Ejercicio 1 »
Según el texto sobre la fortuna de Jeff Bezos, ¿qué incremento anual se atribuye a su patrimonio?

━━━━━ Texto proporcionado

En estos días, corrió la noticia
sobre el crecimiento patrimonial de Jeff Bezos –dueño de Amazon-, que en seis años lo convertiría en el primer
trillonario de la historia. Una patraña con intenciones más publicitarias que informativas. Con un incremento
anual del 34 por ciento, ¿cómo podría pasar de 140 mil millones de dólares al
trillón? Tan engañosa que ni llega a
fake news. Más allá del problema de traducción –one billon no significa un
millón de millones, sino mil millones-, lo que asusta es la naturalidad con que se aceptan las cifras. Encabezar el ranking
de los más ricos más debería avergonzar
que enorgullecer, porque semejante fortuna no se obtiene con el trabajo esforzado, el ahorro y la
habilidad para los buenos negocios. No hay honestidad en esos botines porque se han conseguido a
través de las prácticas más oscuras de
acumulación, que no incluye la libre competencia sino el poder de presión hacia los Estados.
Estas grandes fortunas que
despiertan la envidia de los angurrientos menores, deberían ser el anti ejemplo
de la Humanidad porque son el resultado
del despojo de una minoría al resto, a través de evasión, explotación,
sobornos y muchas tretas más. El ranking de los más ricos debería convertirse en un listado de los delincuentes más peligrosos.

━━━━━━━━━━
━━━━━ Material proporcionado

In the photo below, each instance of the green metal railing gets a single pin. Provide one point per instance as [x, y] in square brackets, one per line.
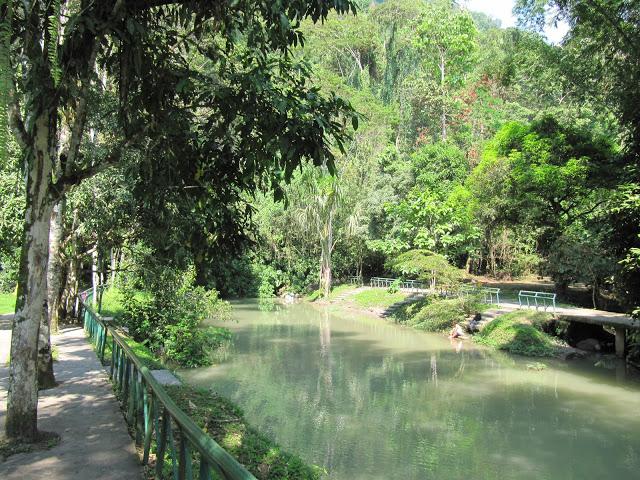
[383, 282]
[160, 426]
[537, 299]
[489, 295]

━━━━━━━━━━
━━━━━ Material proporcionado

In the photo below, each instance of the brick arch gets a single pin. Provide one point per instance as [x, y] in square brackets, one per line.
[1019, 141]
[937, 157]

━━━━━━━━━━

Ejercicio 2 »
Filtre los registros y copie cada línea que contenga la palabra "point", teniendo en cuenta las mayúsculas y minúsculas.

Respuesta correcta 1 »
Un incremento anual del 34 por ciento.

Respuesta correcta 2 »
In the photo below, each instance of the green metal railing gets a single pin. Provide one point per instance as [x, y] in square brackets, one per line.
In the photo below, each instance of the brick arch gets a single pin. Provide one point per instance as [x, y] in square brackets, one per line.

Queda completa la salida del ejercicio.